The United Nations said more than 100 girls and women had come forward with new sexual abuse accusations against international peacekeepers in the Central African Republic.
UN spokesman Stephane Dujarric said the alleged victims of sexual abuse had been interviewed by a UN team in Kemo prefecture, east of the capital Bangui, and the majority of them were minors.
AIDS-Free World, a US-based organization which first reported the new allegations, said some abuses were committed as recently as last month (March).
The advocacy group also said at least three girls had reported that they had been taken to a French military camp, tied up, undressed and forced by a commander to have sex with a dog.
The organization's co-director, Paula Donovan, told DW in an interview that the international community should set up a special tribunal to deal with such abuses.
DW: What do these fresh allegations tell us about the conduct of the peacekeepers?
Paula Donovan: There is such a culture of impunity and a lack of any sort of prosecution for these crimes, whether they were committed by UN troops, by UN police, by UN staff or by other forces from France, the African Union and the European Union who are working as peacekeepers. There simply is no justice, and the deeper you dig the more cases you find.
It is not the first time such allegations have come up. Should we conclude that the UN does not take the matter seriously?

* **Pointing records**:
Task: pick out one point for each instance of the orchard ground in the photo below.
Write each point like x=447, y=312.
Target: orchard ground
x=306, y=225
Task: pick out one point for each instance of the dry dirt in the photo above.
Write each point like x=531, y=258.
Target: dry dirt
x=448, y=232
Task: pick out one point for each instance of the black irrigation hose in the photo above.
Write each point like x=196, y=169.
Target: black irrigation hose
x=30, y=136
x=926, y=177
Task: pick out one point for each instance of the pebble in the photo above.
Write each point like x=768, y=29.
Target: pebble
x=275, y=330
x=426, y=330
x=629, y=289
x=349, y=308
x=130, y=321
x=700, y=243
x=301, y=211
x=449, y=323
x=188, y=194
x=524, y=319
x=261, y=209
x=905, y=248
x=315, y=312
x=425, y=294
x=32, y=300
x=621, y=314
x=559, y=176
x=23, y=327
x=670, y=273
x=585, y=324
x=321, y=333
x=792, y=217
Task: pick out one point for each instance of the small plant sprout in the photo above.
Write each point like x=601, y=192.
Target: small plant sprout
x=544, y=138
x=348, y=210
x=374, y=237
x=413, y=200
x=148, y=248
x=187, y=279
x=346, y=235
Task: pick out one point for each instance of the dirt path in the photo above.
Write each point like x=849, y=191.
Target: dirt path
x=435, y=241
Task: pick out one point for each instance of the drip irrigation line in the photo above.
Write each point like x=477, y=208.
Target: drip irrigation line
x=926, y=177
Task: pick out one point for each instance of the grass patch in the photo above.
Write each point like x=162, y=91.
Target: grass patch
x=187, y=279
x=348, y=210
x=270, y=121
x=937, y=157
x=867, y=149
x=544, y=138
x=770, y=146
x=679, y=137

* **Exercise**:
From the peacekeeper abuse report above, quote the part that begins with the words "UN spokesman Stephane" and ends with "last month (March).".

* **Solution**:
UN spokesman Stephane Dujarric said the alleged victims of sexual abuse had been interviewed by a UN team in Kemo prefecture, east of the capital Bangui, and the majority of them were minors.
AIDS-Free World, a US-based organization which first reported the new allegations, said some abuses were committed as recently as last month (March).